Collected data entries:
::::::::::

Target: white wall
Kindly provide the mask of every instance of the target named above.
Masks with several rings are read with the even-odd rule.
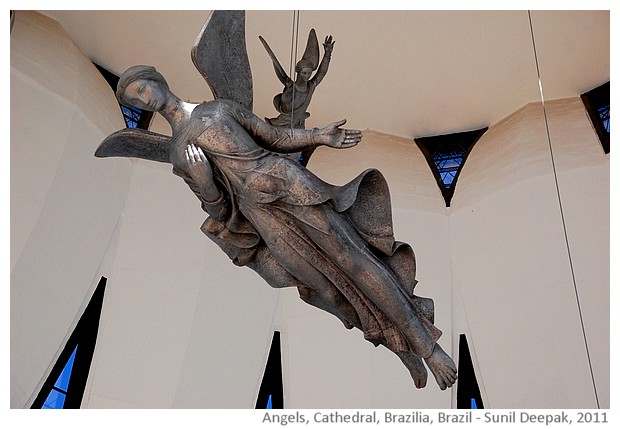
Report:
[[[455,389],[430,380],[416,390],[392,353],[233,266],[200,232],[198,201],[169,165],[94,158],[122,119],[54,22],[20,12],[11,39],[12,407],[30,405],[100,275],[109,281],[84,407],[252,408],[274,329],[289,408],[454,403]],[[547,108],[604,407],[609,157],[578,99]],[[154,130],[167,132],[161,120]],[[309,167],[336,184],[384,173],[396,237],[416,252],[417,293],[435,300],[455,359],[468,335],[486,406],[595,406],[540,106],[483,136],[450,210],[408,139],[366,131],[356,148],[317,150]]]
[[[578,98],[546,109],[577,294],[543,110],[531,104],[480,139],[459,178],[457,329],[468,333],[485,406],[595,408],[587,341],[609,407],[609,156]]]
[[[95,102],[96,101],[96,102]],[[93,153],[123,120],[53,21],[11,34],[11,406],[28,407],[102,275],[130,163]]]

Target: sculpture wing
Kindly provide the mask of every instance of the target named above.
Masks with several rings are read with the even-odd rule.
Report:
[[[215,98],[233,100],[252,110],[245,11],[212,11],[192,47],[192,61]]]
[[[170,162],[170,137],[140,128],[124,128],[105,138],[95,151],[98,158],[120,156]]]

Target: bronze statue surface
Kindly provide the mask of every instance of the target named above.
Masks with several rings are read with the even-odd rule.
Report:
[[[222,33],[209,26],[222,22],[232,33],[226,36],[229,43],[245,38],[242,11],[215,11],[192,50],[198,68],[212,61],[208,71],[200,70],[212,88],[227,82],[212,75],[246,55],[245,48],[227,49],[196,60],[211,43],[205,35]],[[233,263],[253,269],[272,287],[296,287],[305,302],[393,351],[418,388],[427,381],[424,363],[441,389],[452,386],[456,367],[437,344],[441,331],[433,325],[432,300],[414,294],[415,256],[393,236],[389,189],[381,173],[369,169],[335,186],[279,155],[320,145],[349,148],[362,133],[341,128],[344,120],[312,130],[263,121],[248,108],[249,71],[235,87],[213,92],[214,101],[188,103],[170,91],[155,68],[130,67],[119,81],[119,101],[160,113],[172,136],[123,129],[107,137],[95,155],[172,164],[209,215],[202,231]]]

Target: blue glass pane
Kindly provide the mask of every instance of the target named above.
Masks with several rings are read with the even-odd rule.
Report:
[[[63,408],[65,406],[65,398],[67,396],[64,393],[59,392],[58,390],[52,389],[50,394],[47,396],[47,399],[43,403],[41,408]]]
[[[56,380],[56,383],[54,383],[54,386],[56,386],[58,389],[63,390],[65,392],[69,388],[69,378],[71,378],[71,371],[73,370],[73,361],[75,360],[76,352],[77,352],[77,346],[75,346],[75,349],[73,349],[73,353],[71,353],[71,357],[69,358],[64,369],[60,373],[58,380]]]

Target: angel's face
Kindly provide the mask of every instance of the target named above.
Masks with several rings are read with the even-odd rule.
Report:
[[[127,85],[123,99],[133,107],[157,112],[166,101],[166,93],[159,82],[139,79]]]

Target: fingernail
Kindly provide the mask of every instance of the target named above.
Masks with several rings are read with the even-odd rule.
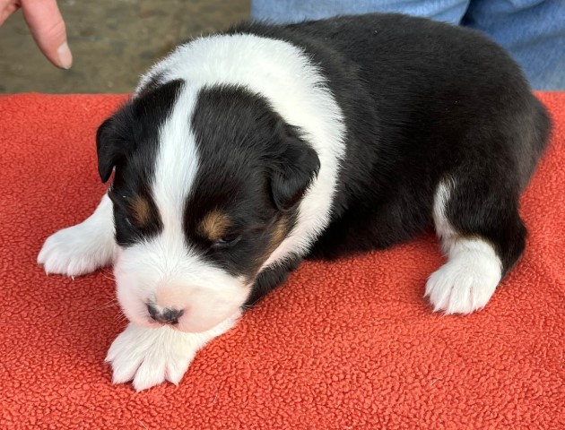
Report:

::::::::::

_TASK GOAL_
Reproduce the listing above with every "Report" switched to "Output" and everything else left the same. Omit the pictures.

_OUTPUT BELOW_
Target: white wall
Kindly provide the mask of every instance of the target named above.
Masks with several rings are read with the even-odd rule.
Output:
[[[455,389],[430,380],[416,390],[392,353],[233,266],[200,232],[198,201],[169,165],[94,158],[122,119],[54,22],[20,12],[11,39],[12,407],[30,405],[100,275],[109,281],[84,407],[252,408],[274,329],[289,408],[454,403]],[[547,108],[604,407],[609,157],[578,99]],[[154,130],[167,132],[161,120]],[[309,167],[336,184],[384,173],[396,237],[416,252],[417,293],[435,300],[455,359],[468,335],[486,406],[595,406],[540,106],[483,136],[450,210],[408,139],[366,131],[356,148],[317,150]]]
[[[578,98],[546,109],[577,294],[543,110],[531,104],[480,139],[459,178],[457,329],[468,333],[485,406],[595,408],[587,341],[609,407],[609,156]]]
[[[95,102],[96,101],[96,102]],[[93,153],[123,120],[53,21],[11,34],[11,406],[28,407],[102,275],[130,163]]]

Target: sculpture wing
Kindly provide the mask of every instance of the target named above.
Masks with several rings are read with the even-odd rule.
Output:
[[[215,98],[233,100],[252,110],[245,11],[212,11],[192,47],[192,61]]]
[[[170,162],[170,137],[140,128],[124,128],[105,138],[95,151],[98,158],[120,156]]]

Target: bronze statue surface
Kindly provide the mask of every instance of the target named above.
Masks with several rings are read with the even-odd rule.
Output:
[[[222,33],[209,26],[222,22],[232,33],[226,36],[229,43],[245,38],[242,11],[215,11],[192,50],[198,68],[212,61],[208,71],[200,70],[212,88],[227,82],[212,75],[246,55],[245,48],[227,49],[196,60],[211,43],[205,35]],[[233,263],[253,269],[272,287],[296,287],[305,302],[393,351],[418,388],[427,381],[424,363],[441,389],[452,386],[456,367],[437,344],[441,331],[433,325],[432,300],[414,294],[415,256],[393,236],[389,189],[381,173],[369,169],[335,186],[279,155],[320,145],[349,148],[362,133],[341,128],[344,120],[312,130],[263,121],[248,108],[249,71],[235,87],[213,92],[214,101],[188,103],[170,91],[155,68],[130,67],[119,81],[119,101],[160,113],[172,136],[123,129],[107,137],[95,155],[172,164],[209,215],[202,231]]]

Target: blue glass pane
Kindly provide the mask of every instance of the target named above.
Masks with several rings are read with the even-odd rule.
Output:
[[[63,408],[65,406],[65,398],[67,396],[64,393],[59,392],[58,390],[52,389],[50,394],[47,396],[47,399],[43,403],[41,408]]]
[[[56,380],[56,383],[54,383],[54,386],[56,386],[58,389],[63,390],[65,392],[69,388],[69,378],[71,378],[71,371],[73,370],[73,361],[75,360],[76,352],[77,352],[77,346],[75,346],[75,349],[73,349],[73,353],[71,353],[71,357],[69,358],[64,369],[60,373],[58,380]]]

Target: angel's face
Kindly provide the mask of every instance of the target named above.
Masks with several rings are read with the even-odd rule.
Output:
[[[127,85],[123,99],[133,107],[157,112],[166,101],[166,93],[159,82],[139,79]]]

Target: fingernail
Kindly provide the mask of every instance of the target named above.
Masks with several rings are read with the even-odd rule.
Output:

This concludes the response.